Objectif visé: Extrayez mot pour mot, dans le texte sur l'euthanasie, le passage commençant à « Sur le site » et se terminant à « licence Creative Commons) ».

Texte source:

☆ ☆ ☆

Sur le site internet du magazine l'Actualité du 19 novembre 2013 :
(Quelques philosophes et dirigeants politiques qui ont prôné un état sans droit de cité pour les croyants)
(Photo : dalbera sur flickr.com, licence Creative Commons)
1) Le projet de loi 52 concerne l’euthanasie. Bien que le texte évite toute référence au terme (lui substituant des euphémismes comme «aide médicale à mourir» ou «soins de fin de vie»), c’est bien ce dont il s’agit, dans sa nouveauté. Le choix des mots ne change rien au débat de fond, qui demeure légitime et qui interpelle les mêmes principes et oppositions.
«L’aide médicale à mourir» est simplement de l’euthanasie qui ne s’assume pas entièrement. On comprend les auteurs de la loi d’avoir cherché à éviter un terme chargé de nombreux a priori — ne serait-ce que pour susciter un débat moins prisonnier des préconceptions des uns et des autres — mais les opposants ont raison de souligner qu’il s’agit d’une manoeuvre de maquillage. (...)
L'auteur de l'article, Jérôme Lussier, continue en voulant présenter l'argument de la pente glissante, comme un sophisme. Il n'y a pourtant aucun faux raisonnement à constater que dans tous les pays qui ont légalisé l'euthanasie, elle est pratiquée dans un complet débordement des balises supposées restreindre son application. Il est déjà légitime de parler d'euthanasie sur demande...
L'auteur termine son texte en énonçant l'idée que toute opposition selon un principe spirituel (pas nécessairement religieux) ou existentiel ne devrait pas avoir le droit de cité. Il est légitime de se demander quelle est la conception de la démocratie de l'auteur, conception ou seuls les individus de croyance matérialiste auraient le droit à la liberté d'expression et où l'État n'aurait le droit que d'imposer un laïcisme contraire à la laïcité comme neutralité religieuse de l'État et non pas interdiction de la spiritualité?
En effet, dans la mesure où l’opposition de principe à l’euthanasie s’appuie essentiellement sur des considérations spirituelles ou existentielles (mais pas nécessairement religieuses), il y a lieu de se demander si ces perspectives devraient influencer les politiques publiques d’un État laïc. Autrement dit, le débat actuel sur l’euthanasie pose une question fondamentale : celle de savoir si l’on peut même recevoir ou considérer des arguments spirituels ou existentiels dans le cadre d’une politique publique neutre et laïque.
Comme il a souvent été répété sur ce blogue, il est essentiel de distinguer les employés de l’État — qui gardent leur liberté de conscience et de religion — des politiques publiques de ce dernier qui, elles, se doivent d’être neutres et laïques.

☆ ☆ ☆

Données affichées:
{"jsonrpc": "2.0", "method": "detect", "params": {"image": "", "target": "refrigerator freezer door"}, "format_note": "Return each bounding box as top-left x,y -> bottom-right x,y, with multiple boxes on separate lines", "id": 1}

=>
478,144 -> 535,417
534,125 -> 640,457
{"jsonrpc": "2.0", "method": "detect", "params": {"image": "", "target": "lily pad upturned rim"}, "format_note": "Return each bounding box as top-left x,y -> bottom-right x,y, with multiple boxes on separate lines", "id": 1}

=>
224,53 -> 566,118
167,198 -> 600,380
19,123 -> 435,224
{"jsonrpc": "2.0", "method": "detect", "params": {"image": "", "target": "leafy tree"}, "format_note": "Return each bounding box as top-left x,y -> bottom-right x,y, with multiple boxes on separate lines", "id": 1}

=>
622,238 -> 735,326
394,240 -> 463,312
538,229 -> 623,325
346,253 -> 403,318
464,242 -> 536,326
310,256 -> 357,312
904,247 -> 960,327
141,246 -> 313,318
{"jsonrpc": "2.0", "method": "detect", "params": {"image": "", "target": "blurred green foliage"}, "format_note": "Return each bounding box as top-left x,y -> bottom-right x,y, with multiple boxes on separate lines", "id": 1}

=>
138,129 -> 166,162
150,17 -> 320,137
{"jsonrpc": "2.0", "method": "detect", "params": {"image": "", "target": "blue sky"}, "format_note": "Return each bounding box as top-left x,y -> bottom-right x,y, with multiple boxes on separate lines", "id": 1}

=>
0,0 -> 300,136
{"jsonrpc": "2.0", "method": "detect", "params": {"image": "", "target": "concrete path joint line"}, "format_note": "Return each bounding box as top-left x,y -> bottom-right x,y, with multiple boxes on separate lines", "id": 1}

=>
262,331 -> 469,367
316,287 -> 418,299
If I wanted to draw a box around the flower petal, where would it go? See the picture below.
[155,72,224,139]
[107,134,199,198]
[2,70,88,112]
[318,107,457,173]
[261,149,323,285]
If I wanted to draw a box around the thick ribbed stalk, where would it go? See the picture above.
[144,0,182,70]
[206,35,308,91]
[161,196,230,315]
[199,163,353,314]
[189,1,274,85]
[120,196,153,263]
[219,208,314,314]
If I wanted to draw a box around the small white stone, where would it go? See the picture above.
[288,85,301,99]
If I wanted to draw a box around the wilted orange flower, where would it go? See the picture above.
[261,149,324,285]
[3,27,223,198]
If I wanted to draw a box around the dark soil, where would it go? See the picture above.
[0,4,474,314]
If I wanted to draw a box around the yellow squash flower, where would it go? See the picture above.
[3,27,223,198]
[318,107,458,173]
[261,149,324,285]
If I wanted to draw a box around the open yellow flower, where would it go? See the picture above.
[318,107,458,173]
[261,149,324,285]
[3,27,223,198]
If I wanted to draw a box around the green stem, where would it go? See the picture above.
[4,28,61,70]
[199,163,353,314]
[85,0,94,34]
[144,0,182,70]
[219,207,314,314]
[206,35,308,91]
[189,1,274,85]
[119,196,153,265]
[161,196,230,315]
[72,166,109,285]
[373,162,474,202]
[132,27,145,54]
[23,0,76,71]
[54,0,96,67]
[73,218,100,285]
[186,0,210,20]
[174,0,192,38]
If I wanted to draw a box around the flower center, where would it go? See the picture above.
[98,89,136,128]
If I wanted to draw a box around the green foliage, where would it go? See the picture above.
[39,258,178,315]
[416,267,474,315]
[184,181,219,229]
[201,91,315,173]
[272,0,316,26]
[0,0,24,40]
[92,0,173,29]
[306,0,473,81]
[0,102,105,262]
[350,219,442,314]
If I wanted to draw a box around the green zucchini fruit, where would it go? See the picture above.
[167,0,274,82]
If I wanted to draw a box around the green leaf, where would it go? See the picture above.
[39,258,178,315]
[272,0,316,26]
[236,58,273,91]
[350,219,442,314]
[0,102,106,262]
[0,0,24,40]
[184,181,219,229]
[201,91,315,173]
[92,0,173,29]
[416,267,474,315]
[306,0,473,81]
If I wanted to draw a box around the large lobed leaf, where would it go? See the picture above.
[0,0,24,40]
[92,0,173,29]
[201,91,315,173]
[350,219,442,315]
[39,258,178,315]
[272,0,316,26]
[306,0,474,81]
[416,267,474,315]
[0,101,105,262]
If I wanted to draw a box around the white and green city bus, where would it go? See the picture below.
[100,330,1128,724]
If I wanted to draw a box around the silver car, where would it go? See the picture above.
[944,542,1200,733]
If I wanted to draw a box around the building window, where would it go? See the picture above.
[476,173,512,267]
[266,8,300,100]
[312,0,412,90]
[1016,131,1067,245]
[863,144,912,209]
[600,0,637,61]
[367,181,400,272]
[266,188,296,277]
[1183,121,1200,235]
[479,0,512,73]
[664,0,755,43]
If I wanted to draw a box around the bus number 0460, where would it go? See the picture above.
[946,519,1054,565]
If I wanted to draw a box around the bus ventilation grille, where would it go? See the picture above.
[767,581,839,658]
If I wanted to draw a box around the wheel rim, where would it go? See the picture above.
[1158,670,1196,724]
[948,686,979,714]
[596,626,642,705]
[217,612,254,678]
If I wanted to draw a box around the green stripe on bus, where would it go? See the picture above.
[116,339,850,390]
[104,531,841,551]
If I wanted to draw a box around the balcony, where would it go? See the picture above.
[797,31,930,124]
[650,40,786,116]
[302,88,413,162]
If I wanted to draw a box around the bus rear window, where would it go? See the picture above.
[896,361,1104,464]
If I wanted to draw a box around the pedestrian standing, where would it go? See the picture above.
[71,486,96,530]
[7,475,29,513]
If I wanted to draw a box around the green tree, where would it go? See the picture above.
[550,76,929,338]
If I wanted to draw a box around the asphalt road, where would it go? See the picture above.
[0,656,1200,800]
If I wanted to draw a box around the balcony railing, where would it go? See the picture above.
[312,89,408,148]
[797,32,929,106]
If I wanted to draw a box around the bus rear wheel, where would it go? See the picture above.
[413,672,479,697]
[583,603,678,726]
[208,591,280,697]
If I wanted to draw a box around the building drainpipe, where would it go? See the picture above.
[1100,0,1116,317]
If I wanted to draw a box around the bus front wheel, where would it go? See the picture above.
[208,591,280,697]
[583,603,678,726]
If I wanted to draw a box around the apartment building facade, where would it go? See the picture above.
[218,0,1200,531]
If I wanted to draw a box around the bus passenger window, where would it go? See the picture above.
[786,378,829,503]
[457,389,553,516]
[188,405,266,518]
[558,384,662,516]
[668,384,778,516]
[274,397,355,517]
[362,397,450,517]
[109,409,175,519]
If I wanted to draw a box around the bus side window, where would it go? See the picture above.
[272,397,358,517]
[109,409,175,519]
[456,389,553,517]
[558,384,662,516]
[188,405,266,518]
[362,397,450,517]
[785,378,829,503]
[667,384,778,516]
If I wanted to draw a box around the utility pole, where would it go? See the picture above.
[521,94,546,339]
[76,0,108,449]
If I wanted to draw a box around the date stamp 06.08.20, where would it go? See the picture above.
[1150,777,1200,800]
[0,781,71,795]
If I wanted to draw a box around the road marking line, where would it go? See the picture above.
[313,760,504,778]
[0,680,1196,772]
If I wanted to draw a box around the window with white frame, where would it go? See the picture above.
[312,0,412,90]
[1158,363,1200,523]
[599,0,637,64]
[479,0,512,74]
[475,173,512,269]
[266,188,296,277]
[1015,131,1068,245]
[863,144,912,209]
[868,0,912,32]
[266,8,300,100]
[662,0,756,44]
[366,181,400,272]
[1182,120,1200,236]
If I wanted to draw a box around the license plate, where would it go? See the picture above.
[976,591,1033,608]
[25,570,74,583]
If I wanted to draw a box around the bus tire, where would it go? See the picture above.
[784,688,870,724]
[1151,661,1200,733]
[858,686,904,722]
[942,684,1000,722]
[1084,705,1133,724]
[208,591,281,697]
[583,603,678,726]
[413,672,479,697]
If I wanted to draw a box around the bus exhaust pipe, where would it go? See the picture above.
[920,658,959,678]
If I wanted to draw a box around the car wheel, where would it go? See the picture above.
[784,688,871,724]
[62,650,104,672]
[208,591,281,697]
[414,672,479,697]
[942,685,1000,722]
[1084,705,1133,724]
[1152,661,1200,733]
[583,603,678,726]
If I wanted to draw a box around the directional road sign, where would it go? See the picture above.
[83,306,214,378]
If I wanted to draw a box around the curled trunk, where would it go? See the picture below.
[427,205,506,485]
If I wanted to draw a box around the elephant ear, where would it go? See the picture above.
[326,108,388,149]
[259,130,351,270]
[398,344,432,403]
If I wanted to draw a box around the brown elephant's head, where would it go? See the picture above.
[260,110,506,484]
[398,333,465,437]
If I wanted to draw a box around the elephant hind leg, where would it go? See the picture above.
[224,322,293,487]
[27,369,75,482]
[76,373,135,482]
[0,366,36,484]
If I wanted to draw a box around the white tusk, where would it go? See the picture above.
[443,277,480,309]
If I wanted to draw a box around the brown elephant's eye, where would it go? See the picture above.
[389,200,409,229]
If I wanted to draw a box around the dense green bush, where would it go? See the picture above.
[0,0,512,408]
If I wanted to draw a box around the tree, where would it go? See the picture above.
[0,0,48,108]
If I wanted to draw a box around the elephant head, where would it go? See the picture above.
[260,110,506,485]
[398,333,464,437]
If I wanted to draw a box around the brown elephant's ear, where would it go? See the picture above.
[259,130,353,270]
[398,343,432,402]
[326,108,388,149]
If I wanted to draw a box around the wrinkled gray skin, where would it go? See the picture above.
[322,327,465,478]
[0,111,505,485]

☆ ☆ ☆

Réponse attendue:
Sur le site internet du magazine l'Actualité du 19 novembre 2013 :
(Quelques philosophes et dirigeants politiques qui ont prôné un état sans droit de cité pour les croyants)
(Photo : dalbera sur flickr.com, licence Creative Commons)